> _WHAT YOU NEED TO DO_:
The exercise asks you to copy every line below in which "ottoman" appears.

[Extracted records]
**********

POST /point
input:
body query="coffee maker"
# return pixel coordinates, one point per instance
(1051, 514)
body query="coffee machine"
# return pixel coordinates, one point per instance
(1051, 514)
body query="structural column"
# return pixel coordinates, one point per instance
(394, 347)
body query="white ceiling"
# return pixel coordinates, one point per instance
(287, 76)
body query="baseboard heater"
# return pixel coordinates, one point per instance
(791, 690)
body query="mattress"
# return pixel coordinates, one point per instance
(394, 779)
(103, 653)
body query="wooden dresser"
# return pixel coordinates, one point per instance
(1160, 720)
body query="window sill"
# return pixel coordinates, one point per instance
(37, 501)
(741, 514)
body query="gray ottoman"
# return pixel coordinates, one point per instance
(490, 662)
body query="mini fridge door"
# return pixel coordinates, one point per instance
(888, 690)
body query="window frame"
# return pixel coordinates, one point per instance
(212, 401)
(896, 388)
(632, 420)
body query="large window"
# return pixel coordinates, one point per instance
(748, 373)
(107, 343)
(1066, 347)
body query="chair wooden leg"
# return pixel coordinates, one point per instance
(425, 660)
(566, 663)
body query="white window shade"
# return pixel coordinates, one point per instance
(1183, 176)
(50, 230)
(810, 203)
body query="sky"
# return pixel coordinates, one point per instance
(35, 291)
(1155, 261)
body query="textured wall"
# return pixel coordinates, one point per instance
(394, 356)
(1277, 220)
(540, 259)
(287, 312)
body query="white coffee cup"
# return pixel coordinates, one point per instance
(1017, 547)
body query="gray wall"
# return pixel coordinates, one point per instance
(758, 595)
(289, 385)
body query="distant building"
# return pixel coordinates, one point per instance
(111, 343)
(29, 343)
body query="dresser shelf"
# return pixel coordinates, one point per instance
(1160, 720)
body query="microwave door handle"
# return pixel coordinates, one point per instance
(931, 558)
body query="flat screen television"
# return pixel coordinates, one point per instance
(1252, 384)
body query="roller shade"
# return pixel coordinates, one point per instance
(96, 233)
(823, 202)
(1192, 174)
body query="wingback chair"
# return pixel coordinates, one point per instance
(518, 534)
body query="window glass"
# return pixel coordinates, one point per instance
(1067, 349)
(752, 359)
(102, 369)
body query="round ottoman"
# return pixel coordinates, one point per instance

**********

> _RESULT FOR THIS TASK_:
body query="gray ottoman"
body query="round ottoman"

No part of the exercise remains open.